● Do this: Extract each line below that contains the word "stem", copying every such line in full.

● Supplied records:
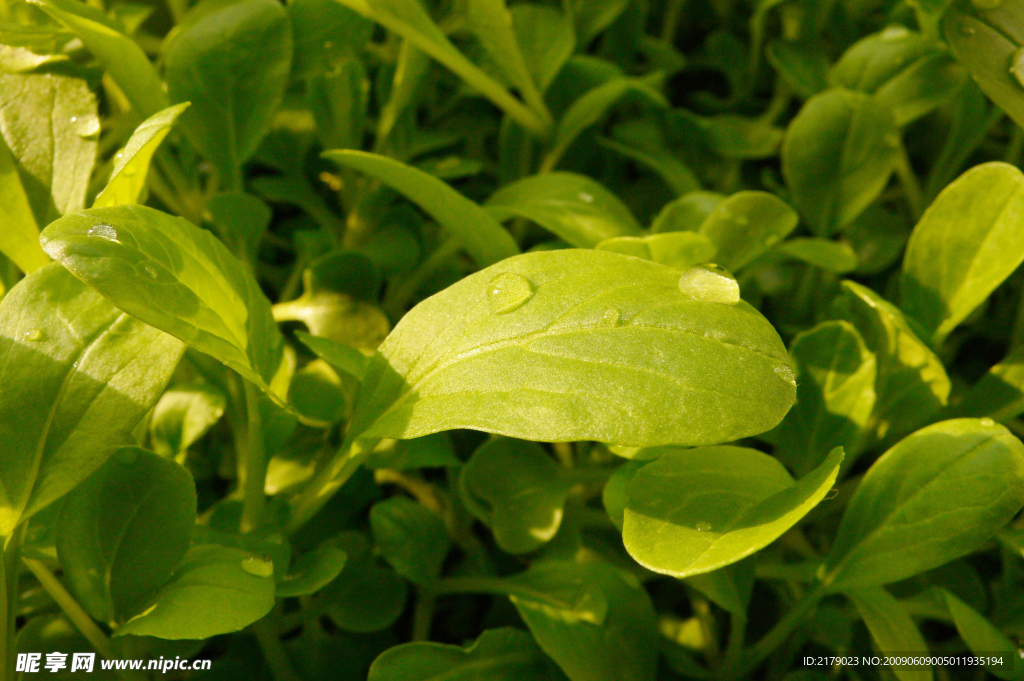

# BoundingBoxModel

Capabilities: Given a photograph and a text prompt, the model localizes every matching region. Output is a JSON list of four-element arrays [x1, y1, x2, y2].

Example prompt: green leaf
[[40, 206, 283, 399], [900, 163, 1024, 342], [846, 587, 933, 681], [164, 0, 292, 189], [511, 562, 657, 681], [31, 0, 168, 120], [942, 2, 1024, 126], [150, 384, 227, 457], [485, 172, 640, 248], [0, 134, 50, 273], [833, 282, 950, 439], [826, 419, 1024, 590], [623, 446, 843, 578], [319, 531, 409, 633], [0, 74, 99, 224], [369, 628, 564, 681], [278, 544, 348, 598], [782, 89, 899, 236], [56, 448, 196, 622], [370, 497, 452, 584], [778, 239, 858, 274], [459, 437, 571, 553], [115, 544, 273, 639], [771, 322, 878, 475], [543, 77, 669, 170], [0, 264, 183, 537], [939, 589, 1024, 681], [92, 102, 188, 208], [510, 2, 575, 92], [699, 191, 800, 271], [349, 250, 796, 445], [466, 0, 552, 126], [331, 0, 547, 132], [595, 231, 716, 269], [324, 151, 519, 266]]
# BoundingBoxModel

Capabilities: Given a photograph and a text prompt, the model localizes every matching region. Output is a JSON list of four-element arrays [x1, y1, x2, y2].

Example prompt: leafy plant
[[0, 0, 1024, 681]]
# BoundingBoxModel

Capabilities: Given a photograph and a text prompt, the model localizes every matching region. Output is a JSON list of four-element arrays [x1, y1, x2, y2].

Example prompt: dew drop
[[242, 556, 273, 577], [775, 365, 797, 385], [679, 263, 739, 305], [487, 272, 534, 314], [601, 307, 623, 327], [88, 222, 118, 244]]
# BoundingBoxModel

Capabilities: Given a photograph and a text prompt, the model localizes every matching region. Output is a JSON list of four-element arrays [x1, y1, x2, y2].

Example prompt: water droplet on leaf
[[88, 222, 118, 243], [775, 365, 797, 385], [601, 307, 623, 327], [242, 556, 273, 577], [679, 264, 739, 305], [487, 272, 534, 314]]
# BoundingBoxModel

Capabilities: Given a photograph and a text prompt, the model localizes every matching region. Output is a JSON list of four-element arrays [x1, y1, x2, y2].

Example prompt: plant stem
[[724, 583, 826, 679], [22, 558, 115, 659], [896, 139, 925, 222], [241, 379, 267, 533], [0, 523, 26, 681]]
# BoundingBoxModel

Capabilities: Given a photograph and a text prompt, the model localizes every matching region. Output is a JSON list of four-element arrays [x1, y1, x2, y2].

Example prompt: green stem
[[22, 558, 115, 659], [241, 379, 267, 533], [0, 523, 25, 681], [288, 439, 377, 533], [725, 584, 826, 679], [896, 140, 925, 222]]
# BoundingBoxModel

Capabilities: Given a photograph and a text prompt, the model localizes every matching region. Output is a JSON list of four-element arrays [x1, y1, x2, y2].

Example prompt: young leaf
[[319, 531, 409, 633], [40, 206, 283, 401], [782, 89, 900, 236], [485, 172, 640, 248], [369, 628, 564, 681], [0, 264, 183, 537], [459, 437, 570, 553], [31, 0, 168, 118], [771, 322, 877, 475], [370, 497, 452, 584], [623, 446, 843, 578], [349, 250, 796, 445], [0, 138, 50, 273], [0, 74, 99, 224], [778, 239, 858, 274], [942, 2, 1024, 126], [833, 282, 950, 439], [115, 544, 273, 639], [324, 151, 519, 266], [56, 448, 196, 622], [92, 102, 188, 208], [826, 419, 1024, 590], [900, 163, 1024, 342], [512, 561, 657, 681], [595, 231, 716, 269], [846, 587, 933, 681], [150, 384, 227, 457], [164, 0, 292, 189], [699, 191, 800, 271]]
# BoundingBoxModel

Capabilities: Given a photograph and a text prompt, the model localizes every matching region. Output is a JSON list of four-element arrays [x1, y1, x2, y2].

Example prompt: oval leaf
[[349, 250, 796, 445], [623, 446, 843, 578], [826, 419, 1024, 590], [40, 201, 283, 392], [900, 163, 1024, 341]]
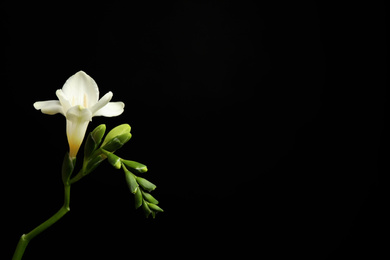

● Answer in full:
Example prompt: plant stem
Example prompt: green stem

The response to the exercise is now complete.